**ESTRATTO DEL DOCUMENTO:**

====

Tra il 2020 e il 2021 ha collaborato con l’ASL di Brindisi e con l’associazione AGD Delfini Messapici dando vita a un ambulatorio dedicato esclusivamente al diabete T1 nell’età adulta, per permettere ai diabetici della provincia di avere sempre un punto di riferimento nella lotta contro la malattia.
Insomma, “una bracciata dopo l’altra, un metro dopo l’altro, un traguardo dopo l’altro”, questa coraggiosissima nuotatrice ha sfidato la malattia e, soprattutto, ha aiutato gli altri a fare lo stesso.
“In una sfida puoi vincere o puoi perdere. Sono le regole del gioco, sono le regole della vita – afferma Monica Priore –. Il tuo avversario ti studia, ti provoca, cerca di intimorirti giorno dopo giorno, per mesi, per anni. Poi, una mattina ti svegli e decidi che adesso basta, ora vediamo chi è il più forte…”
Eugenia Dal Bello
“La linea nel deserto” è il libro sulla storia di Max Calderan, l’esploratore che ha attraversato per primo il RUB’ AL-KHALI, il deserto di sabbia più grande del mondo e l’ultima frontiera inesplorata della terra prima del suo passaggio. Si tratta di un’esplorazione storica che porterà a modificare le carte geografiche aggiungendo il percorso tracciato ormai conosciuto come Calderan Line.
Edito da Gribaudo e scritto a quattro mani con Simona Recanatini, “La linea nel deserto” narra la storia di Max: un bambino sogna di andare su Marte e quarant’anni dopo, ormai uomo, attraversa per primo a piedi, in solitaria, i 1.100 km del Rub’Al-Khali, il deserto di sabbia più grande al mondo che al suo interno può contenere Francia, Belgio e Paesi Bassi tutti insieme. I beduini lo chiamano il Quarto Vuoto, una lingua di sabbia talmente imponente da essere battezzata la “quarta parte” dopo terra, cielo e mare.
Max Calderan nel libro racconta la sua vita, l’amore per la famiglia, i successi e i fallimenti, le grandi imprese, la passione per la scienza e per la natura. Ma anche il suo metodo di allenamento e quello per mantenersi in perfetta salute, la psicologia e il mindset che lo hanno portato a compiere un’impresa epocale. Le 192 pagine racchiudono la storia dell’esploratore e la sua voglia di non mollare mai, di fare un passo in più anche quando tutto ti invita ad arrenderti.
“Pazienza, in arabo (sabr), è la parola magica che ho appreso e sviluppato negli anni stando a stretto contatto con i beduini – afferma l’autore Max Calderan –. Una sura del Corano mette in evidenza che l’uomo è sempre in perdita nei confronti del tempo. Tranne in due situazioni. La prima: il tempo smette di correre quando gli uomini, tra di loro, si fermano per raccomandarsi vicendevolmente il bene, l’amore, la salute, la felicità (non i soldi). In questo caso, il tempo si ferma insieme a loro. La seconda, riferita alla sabr, si verifica quando gli uomini si fermano e nello stesso momento si raccomandano vicendevolmente la pazienza, ovvero il saper aspettare il tutto quanto arrivi. Perché quando ci sono le premesse legate alla salute, alla felicità e all’amore, ecco che la pazienza ci darà quello che desideriamo. Qualsiasi cosa si faccia per altri motivi che non sono questi ci renderà perdenti a vita, indipendentemente da quanto materialmente si è accumulato. Non posso non pensare al fatto che ho aspettato 46 anni prima di poter affrontare l’Empty Quarter”.

====

**ESTRATTI DEI DATI:**
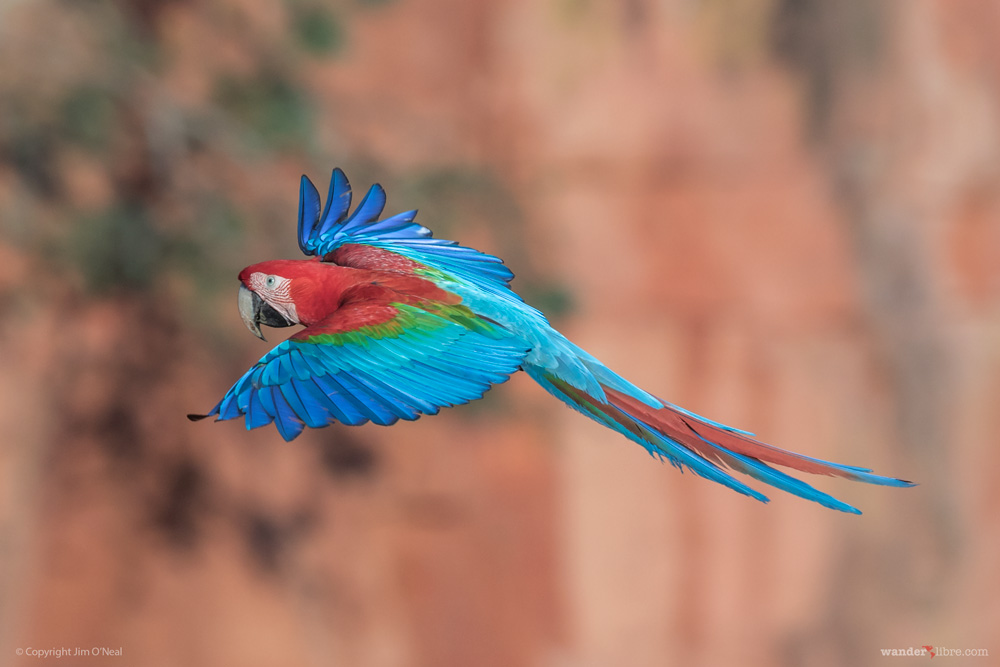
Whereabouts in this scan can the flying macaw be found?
[188,169,912,514]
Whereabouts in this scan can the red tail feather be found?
[604,387,872,479]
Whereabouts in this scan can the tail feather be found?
[525,368,913,514]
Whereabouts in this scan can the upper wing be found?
[195,302,527,440]
[299,168,519,299]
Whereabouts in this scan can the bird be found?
[188,168,914,514]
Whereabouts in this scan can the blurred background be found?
[0,0,1000,667]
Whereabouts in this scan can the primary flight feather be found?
[189,169,912,514]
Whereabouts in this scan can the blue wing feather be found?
[203,304,530,440]
[299,169,520,301]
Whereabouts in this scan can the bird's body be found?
[189,169,910,513]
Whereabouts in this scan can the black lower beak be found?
[236,283,295,340]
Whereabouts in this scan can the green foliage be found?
[292,7,346,55]
[69,204,165,293]
[215,72,312,150]
[59,85,115,151]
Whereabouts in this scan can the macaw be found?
[188,169,912,514]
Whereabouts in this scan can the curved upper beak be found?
[236,283,295,340]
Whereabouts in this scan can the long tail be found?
[525,354,914,514]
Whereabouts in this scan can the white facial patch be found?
[250,271,299,322]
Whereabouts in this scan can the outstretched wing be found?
[191,302,527,440]
[299,168,519,299]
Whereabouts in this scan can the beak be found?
[236,283,295,341]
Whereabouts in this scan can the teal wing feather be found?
[191,303,527,440]
[299,169,520,300]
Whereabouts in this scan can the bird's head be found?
[237,261,299,340]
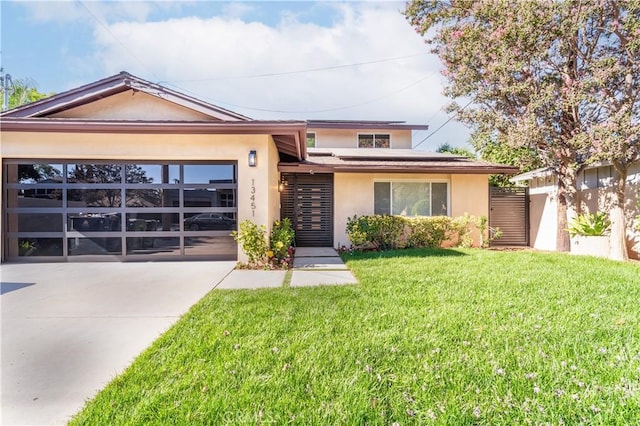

====

**CONSEGNA A:**
Stabilisci se ciascuna affermazione concorda con l’estratto, rispondendo sì o no e citando le parole decisive del testo:
(i) Il libro “La linea nel deserto” conta 192 pagine.
(ii) Max Calderan ha attraversato il Rub’Al-Khali accompagnato da una carovana.
(iii) Il libro è pubblicato da Mondadori.
**CONSEGNA B:**
Rispondi alle domande seguenti in base all’estratto:
(i) Con quali due enti è nato, tra il 2020 e il 2021, l’ambulatorio dedicato al diabete T1 nell’età adulta?
(ii) Come chiamano i beduini il Rub’Al-Khali?
(iii) Quanti anni ha aspettato Max Calderan prima di poter affrontare l’Empty Quarter?
**CONSEGNA C:** Traduci in inglese, per favore, questa frase dell’estratto: “Si tratta di un’esplorazione storica che porterà a modificare le carte geografiche aggiungendo il percorso tracciato ormai conosciuto come Calderan Line.”

**SOLUZIONE A:**
(i) Sì: “Le 192 pagine racchiudono la storia dell’esploratore”.
(ii) No: “attraversa per primo a piedi, in solitaria, i 1.100 km del Rub’Al-Khali”.
(iii) No: “Edito da Gribaudo”.

**SOLUZIONE B:**
(i) L’ASL di Brindisi e l’associazione AGD Delfini Messapici.
(ii) Il Quarto Vuoto.
(iii) 46 anni.

**SOLUZIONE C:** It is a historic exploration that will lead to changes in geographic maps through the addition of the route traced, now known as the Calderan Line.